▶ [Что требуется]: Допишите следующую часть текста о парадигме катастрофы, начав сразу после его последнего предложения.

▶ [Исходный текст]:

Грядёт век мегакатастроф
Александр Дугин, философ:
В последнее время часто с человечеством случаются различные
катастрофы, в частности, на Гаити - чудовищная катастрофа, унесшая
жизни огромного количества людей. И вот интересна реакция: как
человечество современное воспринимает катастрофу. Во-первых, надо
сказать, что очень известный социолог современный польский Петр Штомпка
в своей работе "O социологии в 20-м веке" очень точно показал, что если
19-й век жил в парадигме прогресса, то гуманитарная наука 20-го века
живет в парадигме катастрофы. На самом деле никто в 20-м веке из
серьезных гуманитарных ученых в прогресс уже не верил. Уже было
понятно, что это некоторая экстраполяция, совершенно необоснованная,
ярче всего это показал Питирим Сорокин, показав, что нет никакого роста
ни в чем, однозначно, ни количественного, ни качественного, кроме роста
населения Земли, и то, это может оказаться таким эпизодом в
демографическом развитии. Таким образом, 20-й век привык мыслить в
категориях катастрофы. Это не только теория катастроф Рене Тома,
введение катастрофы в социологические, в научные, в математические,
физические дисциплины, но это в общем ожидание катастрофы, это
естественная вещь для нашего мировоззрения, мироощущения. Когда она
случается, как на Гаити, такое ощущение, что "наконец-то", это ощущение
не "ой, как жалко", конечно, это тоже есть, но ощущение "наконец-то",
когда что-то ждешь, все-таки лучше, чтобы это наступило. И можно
подумать о метафизике катастрофы, о парадигме катастрофы.

▶ [Предоставленные материалы]:

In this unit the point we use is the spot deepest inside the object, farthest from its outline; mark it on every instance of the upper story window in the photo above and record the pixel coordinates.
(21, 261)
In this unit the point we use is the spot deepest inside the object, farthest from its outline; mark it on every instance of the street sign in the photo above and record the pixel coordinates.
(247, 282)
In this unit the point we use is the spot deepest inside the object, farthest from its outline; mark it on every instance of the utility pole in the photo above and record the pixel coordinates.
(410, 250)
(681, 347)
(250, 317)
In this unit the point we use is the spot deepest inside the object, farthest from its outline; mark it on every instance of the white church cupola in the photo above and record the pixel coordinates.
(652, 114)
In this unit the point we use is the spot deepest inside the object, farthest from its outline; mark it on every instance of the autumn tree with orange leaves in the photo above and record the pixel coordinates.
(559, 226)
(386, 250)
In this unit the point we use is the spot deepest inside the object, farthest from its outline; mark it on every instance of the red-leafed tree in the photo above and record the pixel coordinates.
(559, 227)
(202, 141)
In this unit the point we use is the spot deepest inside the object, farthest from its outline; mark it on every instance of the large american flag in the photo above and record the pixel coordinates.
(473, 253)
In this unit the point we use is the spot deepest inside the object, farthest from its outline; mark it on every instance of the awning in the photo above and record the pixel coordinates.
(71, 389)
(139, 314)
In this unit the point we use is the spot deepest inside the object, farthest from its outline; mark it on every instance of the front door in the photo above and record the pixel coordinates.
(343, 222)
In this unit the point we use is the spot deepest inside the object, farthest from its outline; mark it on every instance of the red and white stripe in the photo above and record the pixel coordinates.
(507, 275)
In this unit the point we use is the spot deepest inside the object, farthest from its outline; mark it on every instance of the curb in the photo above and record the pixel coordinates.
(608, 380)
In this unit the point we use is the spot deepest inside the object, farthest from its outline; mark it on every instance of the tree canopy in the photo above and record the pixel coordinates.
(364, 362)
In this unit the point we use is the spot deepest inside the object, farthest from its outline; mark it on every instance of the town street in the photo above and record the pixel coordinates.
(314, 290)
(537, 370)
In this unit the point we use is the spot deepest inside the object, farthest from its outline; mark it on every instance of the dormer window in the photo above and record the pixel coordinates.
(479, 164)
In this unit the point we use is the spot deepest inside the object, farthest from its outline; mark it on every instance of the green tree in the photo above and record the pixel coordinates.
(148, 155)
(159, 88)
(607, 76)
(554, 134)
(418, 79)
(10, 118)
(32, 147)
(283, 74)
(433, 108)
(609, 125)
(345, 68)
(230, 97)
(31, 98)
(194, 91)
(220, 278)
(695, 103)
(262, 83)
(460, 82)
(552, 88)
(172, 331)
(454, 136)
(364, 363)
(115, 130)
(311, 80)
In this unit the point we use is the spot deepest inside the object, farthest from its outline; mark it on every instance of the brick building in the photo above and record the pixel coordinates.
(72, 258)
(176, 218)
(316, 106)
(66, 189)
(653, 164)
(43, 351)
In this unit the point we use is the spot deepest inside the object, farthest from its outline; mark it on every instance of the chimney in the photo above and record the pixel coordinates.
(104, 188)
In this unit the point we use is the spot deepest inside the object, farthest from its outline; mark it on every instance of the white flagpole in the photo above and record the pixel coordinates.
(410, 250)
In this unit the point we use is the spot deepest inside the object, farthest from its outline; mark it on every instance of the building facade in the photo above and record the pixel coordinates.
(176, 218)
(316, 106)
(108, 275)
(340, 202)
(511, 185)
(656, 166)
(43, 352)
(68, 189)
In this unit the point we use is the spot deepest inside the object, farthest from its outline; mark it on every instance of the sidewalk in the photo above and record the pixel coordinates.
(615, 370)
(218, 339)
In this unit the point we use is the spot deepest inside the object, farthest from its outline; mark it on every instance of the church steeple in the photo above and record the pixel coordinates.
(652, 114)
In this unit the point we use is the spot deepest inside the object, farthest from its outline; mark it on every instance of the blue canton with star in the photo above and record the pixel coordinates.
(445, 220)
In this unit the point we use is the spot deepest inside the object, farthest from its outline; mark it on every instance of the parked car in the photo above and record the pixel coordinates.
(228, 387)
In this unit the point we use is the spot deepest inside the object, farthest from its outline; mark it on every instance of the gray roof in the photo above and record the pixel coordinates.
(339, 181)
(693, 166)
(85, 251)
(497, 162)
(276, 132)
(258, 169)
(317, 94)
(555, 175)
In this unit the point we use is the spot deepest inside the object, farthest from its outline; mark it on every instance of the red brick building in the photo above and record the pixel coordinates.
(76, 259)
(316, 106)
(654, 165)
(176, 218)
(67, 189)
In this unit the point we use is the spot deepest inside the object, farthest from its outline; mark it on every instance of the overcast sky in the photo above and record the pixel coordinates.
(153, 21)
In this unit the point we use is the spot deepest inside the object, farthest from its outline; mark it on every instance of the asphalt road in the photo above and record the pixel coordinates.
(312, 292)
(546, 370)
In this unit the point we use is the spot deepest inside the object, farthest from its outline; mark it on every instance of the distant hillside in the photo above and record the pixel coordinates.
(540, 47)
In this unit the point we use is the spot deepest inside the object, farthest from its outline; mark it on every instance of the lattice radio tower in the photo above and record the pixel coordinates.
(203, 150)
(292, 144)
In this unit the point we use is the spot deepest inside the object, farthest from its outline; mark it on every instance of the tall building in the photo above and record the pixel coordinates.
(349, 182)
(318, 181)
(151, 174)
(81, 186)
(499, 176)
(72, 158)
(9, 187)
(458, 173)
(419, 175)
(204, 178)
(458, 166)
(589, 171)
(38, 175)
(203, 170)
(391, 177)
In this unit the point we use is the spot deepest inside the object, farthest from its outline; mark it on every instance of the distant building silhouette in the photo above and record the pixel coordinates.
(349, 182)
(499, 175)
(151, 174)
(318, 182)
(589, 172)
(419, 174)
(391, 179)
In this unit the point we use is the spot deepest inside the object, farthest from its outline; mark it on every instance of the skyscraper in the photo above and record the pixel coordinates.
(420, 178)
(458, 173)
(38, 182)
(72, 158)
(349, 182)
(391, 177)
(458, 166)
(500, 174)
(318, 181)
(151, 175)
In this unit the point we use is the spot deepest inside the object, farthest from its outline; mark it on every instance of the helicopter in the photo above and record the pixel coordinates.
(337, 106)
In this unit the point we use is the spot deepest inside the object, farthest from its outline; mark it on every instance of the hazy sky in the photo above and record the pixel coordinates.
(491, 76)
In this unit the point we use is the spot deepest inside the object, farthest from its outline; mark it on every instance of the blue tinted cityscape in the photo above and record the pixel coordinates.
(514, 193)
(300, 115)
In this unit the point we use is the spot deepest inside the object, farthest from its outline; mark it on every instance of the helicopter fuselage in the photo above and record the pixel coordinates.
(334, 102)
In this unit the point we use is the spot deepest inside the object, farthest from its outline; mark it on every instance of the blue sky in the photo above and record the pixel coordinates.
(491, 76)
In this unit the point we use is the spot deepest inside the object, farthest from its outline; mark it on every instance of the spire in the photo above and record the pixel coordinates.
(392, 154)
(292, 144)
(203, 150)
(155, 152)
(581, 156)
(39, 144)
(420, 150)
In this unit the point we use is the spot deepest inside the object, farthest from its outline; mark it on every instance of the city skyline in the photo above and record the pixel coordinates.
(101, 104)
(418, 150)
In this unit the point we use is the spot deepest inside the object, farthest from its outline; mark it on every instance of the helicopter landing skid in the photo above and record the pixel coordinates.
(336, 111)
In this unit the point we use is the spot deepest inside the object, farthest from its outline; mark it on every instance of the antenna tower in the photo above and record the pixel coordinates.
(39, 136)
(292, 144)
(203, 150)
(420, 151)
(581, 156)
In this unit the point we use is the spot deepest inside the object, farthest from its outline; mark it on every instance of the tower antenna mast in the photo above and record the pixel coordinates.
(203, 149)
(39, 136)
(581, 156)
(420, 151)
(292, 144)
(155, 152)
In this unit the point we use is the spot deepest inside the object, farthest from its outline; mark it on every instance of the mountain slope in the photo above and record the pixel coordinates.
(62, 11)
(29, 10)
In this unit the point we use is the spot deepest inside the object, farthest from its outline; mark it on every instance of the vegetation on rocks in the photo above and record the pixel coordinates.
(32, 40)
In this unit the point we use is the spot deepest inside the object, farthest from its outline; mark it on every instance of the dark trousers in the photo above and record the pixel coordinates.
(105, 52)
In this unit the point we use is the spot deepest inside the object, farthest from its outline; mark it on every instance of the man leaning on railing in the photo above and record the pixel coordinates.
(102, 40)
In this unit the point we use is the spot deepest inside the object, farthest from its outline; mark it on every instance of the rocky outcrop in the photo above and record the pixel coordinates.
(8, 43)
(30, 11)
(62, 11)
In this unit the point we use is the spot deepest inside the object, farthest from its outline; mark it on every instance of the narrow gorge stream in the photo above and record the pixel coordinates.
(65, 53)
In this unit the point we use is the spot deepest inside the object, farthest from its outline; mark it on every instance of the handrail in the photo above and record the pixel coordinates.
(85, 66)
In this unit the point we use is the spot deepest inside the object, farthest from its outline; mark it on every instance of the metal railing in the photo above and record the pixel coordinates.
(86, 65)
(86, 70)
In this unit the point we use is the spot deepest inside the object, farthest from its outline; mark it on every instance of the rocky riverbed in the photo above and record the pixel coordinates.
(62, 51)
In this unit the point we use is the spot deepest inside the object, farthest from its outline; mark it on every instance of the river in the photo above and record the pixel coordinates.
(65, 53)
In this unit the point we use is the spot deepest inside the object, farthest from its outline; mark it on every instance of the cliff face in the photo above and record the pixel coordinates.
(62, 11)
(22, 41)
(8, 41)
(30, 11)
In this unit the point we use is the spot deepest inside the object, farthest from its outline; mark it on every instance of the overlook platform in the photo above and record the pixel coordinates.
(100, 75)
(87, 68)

▶ [Результат задания]:
Но любопытно, что один из крайнe правых республиканских политиков
американских, который даже пытался баллотироваться, Пэт Робертсон,
проповедник, он связал эту катастрофу на Гаити с Bуду. Его обсмеяли,
естественно, когда он сказал, что "гаитян покарали благие силы за то,
что они предались сатане". Что он имел в виду? Что, действительно, на
самом деле очень интересно, что перед тем, как гаитяне изгнали
французских колонизаторов, они собрались на особый ритуал. Это
действительно вудуистский ритуал. И когда духи, ариши, которые
говорили сквозь одержимых, бившихся в конвульсиях, служителей культа
Bуду Гаити, они объявили о необходимости восстания против французских
оккупантов. И с этого начинается история первой "черной республики",
т. е. с христианской точки зрения - это "черная демократия", первая
"черная республика", начавшаяся с бесовселения, с камлания. И сегодня,
видите, американские политики, консерваторы, республиканцы связали эти
два явления: начало Гаити, гаитянской независимости, демократии, и этот
удар, который они получили.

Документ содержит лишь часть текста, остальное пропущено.